*TEXT EXCERPT*.

Overview
The k-Nearest Neighbors (kNN) algorithm is a classification method that determines the class of a target node based on the classes of its k nearest (most similar) nodes. Proposed by T.M. Cover and P.E. Hart in 1967, kNN has since become one of the simplest and most widely used classification algorithms:
- T.M. Cover, P.E. Hart, Nearest Neighbor Pattern Classification (1967)
Although the name includes the word neighbor, the kNN algorithm does not explicitly consider the edges between nodes when measuring similarity. Instead, it focuses solely on node properties.
Concepts
Similarity Metric
Ultipa's kNN algorithm calculates the pairwise cosine similarity between the target node and all other nodes in the graph, then selects the k nodes with the highest similarity score.
Vote on Classification
One node property is selected as the class label. After identifying the k nearest nodes to the target node, the label that appears most frequently among the k nodes is assigned to the target node.
If multiple labels share the highest frequency, the label of the node with the highest similarity score is selected.
Example Graph

Run the following statements on an empty graph to define its structure and insert data:
ALTER GRAPH CURRENT_GRAPH ADD NODE {
image ({d1 int32, d2 int32, d3 int32, d4 int32, type string})
};
INSERT (:image {_id: "image1", d1: 50, d2: 160, d3: 20, d4: 35}),
(:image {_id: "image2", d1: 42, d2: 90, d3: 30, d4: 90, type: "Gold"}),
(:image {_id: "image3", d1: 24, d2: 50, d3: 55, d4: 70, type: "Silver"}),
(:image {_id: "image4", d1: 38, d2: 20, d3: 32, d4: 70, type: "Gold"}),
(:image {_id: "image5", d1: 98, d2: 10, d3: 15, d4: 36, type: "Copper"}),
(:image {_id: "image6", d1: 51, d2: 56, d3: 44, d4: 30, type: "Copper"});
create().node_schema("image");
create().node_property(@image,"d1",int32).node_property(@image,"d2",int32).node_property(@image,"d3",int32).node_property(@image,"d4",int32).node_property(@image,"type",string);
insert().into(@image).nodes([{_id:"image1", d1:50, d2:160, d3:20, d4:35}, {_id:"image2", d1:42, d2:90, d3:30, d4:90, type:"Gold"}, {_id:"image3", d1:24, d2:50, d3:55, d4:70, type:"Silver"}, {_id:"image4", d1:38, d2:20, d3:32, d4:70, type:"Gold"}, {_id:"image5", d1:98, d2:10, d3:15, d4:36, type:"Copper"}, {_id:"image6", d1:51, d2:56, d3:44, d4:30, type:"Copper"}]);
Creating HDC Graph
To load the entire graph to the HDC server hdc-server-1
as my_hdc_graph
:
CREATE HDC GRAPH my_hdc_graph ON "hdc-server-1" OPTIONS {
nodes: {"*": ["*"]},
edges: {"*": ["*"]},
direction: "undirected",
load_id: true,
update: "static"
}
hdc.graph.create("my_hdc_graph", {
nodes: {"*": ["*"]},
edges: {"*": ["*"]},
direction: "undirected",
load_id: true,
update: "static"

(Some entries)

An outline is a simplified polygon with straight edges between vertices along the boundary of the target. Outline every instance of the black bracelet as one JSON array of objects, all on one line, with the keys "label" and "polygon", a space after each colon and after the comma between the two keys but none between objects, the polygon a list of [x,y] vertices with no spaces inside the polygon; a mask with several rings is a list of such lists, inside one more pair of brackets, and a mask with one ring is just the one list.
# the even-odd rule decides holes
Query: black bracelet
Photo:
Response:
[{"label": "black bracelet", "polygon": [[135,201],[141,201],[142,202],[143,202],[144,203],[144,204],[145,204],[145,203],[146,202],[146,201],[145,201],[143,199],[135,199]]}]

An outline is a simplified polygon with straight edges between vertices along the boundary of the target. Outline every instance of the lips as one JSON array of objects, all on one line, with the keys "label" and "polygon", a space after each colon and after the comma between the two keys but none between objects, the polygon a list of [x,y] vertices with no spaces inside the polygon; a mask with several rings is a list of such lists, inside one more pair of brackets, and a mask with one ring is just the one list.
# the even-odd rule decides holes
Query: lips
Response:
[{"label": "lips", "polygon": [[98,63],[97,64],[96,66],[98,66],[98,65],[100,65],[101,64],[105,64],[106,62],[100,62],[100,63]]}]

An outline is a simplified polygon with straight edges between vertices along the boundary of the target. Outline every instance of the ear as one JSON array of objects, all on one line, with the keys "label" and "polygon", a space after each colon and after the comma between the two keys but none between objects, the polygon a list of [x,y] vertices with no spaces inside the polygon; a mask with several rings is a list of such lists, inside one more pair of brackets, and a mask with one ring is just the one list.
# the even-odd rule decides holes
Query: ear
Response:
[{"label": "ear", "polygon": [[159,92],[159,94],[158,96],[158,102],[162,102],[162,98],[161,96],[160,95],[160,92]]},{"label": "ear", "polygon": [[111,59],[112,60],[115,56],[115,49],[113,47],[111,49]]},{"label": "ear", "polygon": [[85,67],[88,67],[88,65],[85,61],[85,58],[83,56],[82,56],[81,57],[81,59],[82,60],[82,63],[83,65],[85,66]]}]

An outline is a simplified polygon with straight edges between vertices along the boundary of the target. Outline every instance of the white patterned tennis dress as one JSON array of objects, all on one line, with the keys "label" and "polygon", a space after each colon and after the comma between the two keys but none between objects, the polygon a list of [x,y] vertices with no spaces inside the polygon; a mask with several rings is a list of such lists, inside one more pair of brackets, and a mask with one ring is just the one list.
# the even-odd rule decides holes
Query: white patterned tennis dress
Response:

*PARTS OF THE EXERCISE*.
1. Scale the polygon vertex coordinates in the answers of the entries by 2.05 and round each to a whole number, with halves rounded up. Rewrite those entries in full, requests included, starting at the line that has "instance of the ear" and ending with the last line of the entries.
2. Continue the text about the kNN algorithm from the point where it stops.
The text about the kNN algorithm and the entries have nothing to do with each other.

*WRITTEN ANSWERS*.
1.
An outline is a simplified polygon with straight edges between vertices along the boundary of the target. Outline every instance of the ear as one JSON array of objects, all on one line, with the keys "label" and "polygon", a space after each colon and after the comma between the two keys but none between objects, the polygon a list of [x,y] vertices with no spaces inside the polygon; a mask with several rings is a list of such lists, inside one more pair of brackets, and a mask with one ring is just the one list.
# the even-odd rule decides holes
Query: ear
Response:
[{"label": "ear", "polygon": [[326,189],[326,193],[324,197],[324,209],[332,209],[332,201],[330,197],[328,195],[328,189]]},{"label": "ear", "polygon": [[228,121],[230,123],[236,115],[236,100],[232,96],[228,100]]},{"label": "ear", "polygon": [[174,137],[180,137],[180,133],[174,125],[174,119],[170,115],[168,115],[166,117],[166,121],[168,123],[168,129],[170,133],[174,135]]}]

An outline is a simplified polygon with straight edges between vertices along the boundary of the target. Outline every instance of the white patterned tennis dress as one JSON array of objects, all on one line, with the keys "label" and "polygon", a space after each colon and after the comma between the two keys but none between objects, the polygon a list of [x,y] vertices with no spaces inside the polygon; a mask with several rings is a list of such lists, inside one more pair of brackets, and a mask with one ring is just the one list.
# the even-odd rule decides holes
Query: white patterned tennis dress
Response:

2.
}).to("hdc-server-1")
Parameters
Algorithm name: knn
Name |
Type |
Spec |
Default |
Optional |
Description |
---|---|---|---|---|---|
node_id |
_uuid |
/ | / | No | Specifies the target node by its _uuid . |
node_schema_property |
[]"<@schema.?><property> " |
/ | / | No | Numeric node properties used to compute the cosine similarity; at least two properties are required. The schema must be the same as the target node. |
top_k |
Integer | >0 | / | No | The number of the nearest nodes to select. |
target_schema_property |
"<@schema.?><property> " |
/ | / | No | Numeric or string node property used as the class label. The schema must be the same as the target node. |
return_id_uuid |
String | uuid , id , both |
uuid |
Yes | Includes _uuid , _id , or both to represent nodes in the results. |
File Writeback
CALL algo.knn.write("my_hdc_graph", {
return_id_uuid: "id",
// Assigns image1 as the target node
node_id: 15420327323139833861,
node_schema_property: ["d1", "d2", "d3", "d4"],
top_k: 4,
target_schema_property: "@image.type"
}, {
file: {
filename: "knn"
}
})
algo(knn).params({
projection: "my_hdc_graph",
return_id_uuid: "id",
// Assigns image1 as the target node
node_id: 15420327323139833861,
node_schema_property: ["d1", "d2", "d3", "d4"],
top_k: 4,
target_schema_property: "@image.type"
}).write({
file: {
filename: "knn"
}
})
Result:
Gold:2
top k(_id):
image2,0.85516
image6,0.841922
image3,0.705072
image4,0.538975
The first line in the file represents the majority label and its count among the k nearest nodes. Starting from the third line, it shows the top k nodes along with their similarity scores to the target node.
Stats Writeback
CALL algo.knn.write("my_hdc_graph", {
return_id_uuid: "id",
// Assigns image1 as the target node
node_id: 15420327323139833861,
node_schema_property: ["d1", "d2", "d3", "d4"],
top_k: 4,
target_schema_property: "@image.type"
}, {
stats: {}
})
algo(knn).params({
projection: "my_hdc_graph",
return_id_uuid: "id",
// Assigns image1 as the target node
node_id: 15420327323139833861,
node_schema_property: ["d1", "d2", "d3", "d4"],
top_k: 4,
target_schema_property: "@image.type"
}).write({
stats: {}
})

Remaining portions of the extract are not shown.